Start

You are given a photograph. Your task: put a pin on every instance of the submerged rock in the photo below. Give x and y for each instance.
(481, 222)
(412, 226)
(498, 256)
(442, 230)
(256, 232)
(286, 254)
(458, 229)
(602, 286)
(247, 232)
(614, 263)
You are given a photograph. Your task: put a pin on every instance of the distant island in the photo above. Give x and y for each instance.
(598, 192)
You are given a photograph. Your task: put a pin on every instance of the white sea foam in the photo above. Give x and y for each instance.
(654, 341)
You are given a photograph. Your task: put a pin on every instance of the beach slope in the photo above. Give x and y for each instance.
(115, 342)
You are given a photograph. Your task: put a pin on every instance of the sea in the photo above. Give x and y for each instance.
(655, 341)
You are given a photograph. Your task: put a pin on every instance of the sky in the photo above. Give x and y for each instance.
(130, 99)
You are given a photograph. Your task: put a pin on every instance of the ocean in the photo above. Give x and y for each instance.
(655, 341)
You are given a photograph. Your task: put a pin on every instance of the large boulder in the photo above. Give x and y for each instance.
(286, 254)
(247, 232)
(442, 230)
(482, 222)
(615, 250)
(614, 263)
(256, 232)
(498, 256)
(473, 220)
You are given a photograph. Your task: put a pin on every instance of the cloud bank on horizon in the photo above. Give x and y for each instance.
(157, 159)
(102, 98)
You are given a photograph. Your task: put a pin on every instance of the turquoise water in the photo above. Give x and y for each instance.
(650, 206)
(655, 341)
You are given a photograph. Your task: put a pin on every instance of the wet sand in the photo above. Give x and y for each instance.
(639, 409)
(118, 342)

End

• **EXERCISE AIM**: Rescale the records from the line holding "instance of the sky" through the end of the records, inclusive, and reproduce only those lines with the requests unchanged. Multiply every x and y coordinate in the answers by 2.45 and round each result to a whole number, rounding halves up.

• **TASK OUTPUT**:
You are given a photograph. Your task: put a pin on every instance of the sky in the photo above. Give x and y for each instance.
(319, 243)
You are given a photograph. Your task: put a pin on every instance of the ocean in the photo above. Give x and y for each instance.
(1605, 835)
You are given a photograph. Your task: put a pin on every instance of the large boulder in the photo above. Give x and y for each instance.
(701, 622)
(605, 568)
(1083, 564)
(1181, 544)
(1507, 613)
(1504, 644)
(627, 568)
(1220, 627)
(1159, 539)
You are given a photograph. Your task: put a pin on every instance of the cloud bank on horizon in the photo above. Give x and y for each instance.
(385, 390)
(250, 240)
You are given a photograph. Your task: put a pin on every instance of the turquoise water in the photo above. Give x and y for each instance.
(1593, 505)
(1605, 835)
You are given a photograph. Your task: put a pin on every instance of the wet sand in the photo above. Give x and y for each instance.
(1566, 1002)
(289, 838)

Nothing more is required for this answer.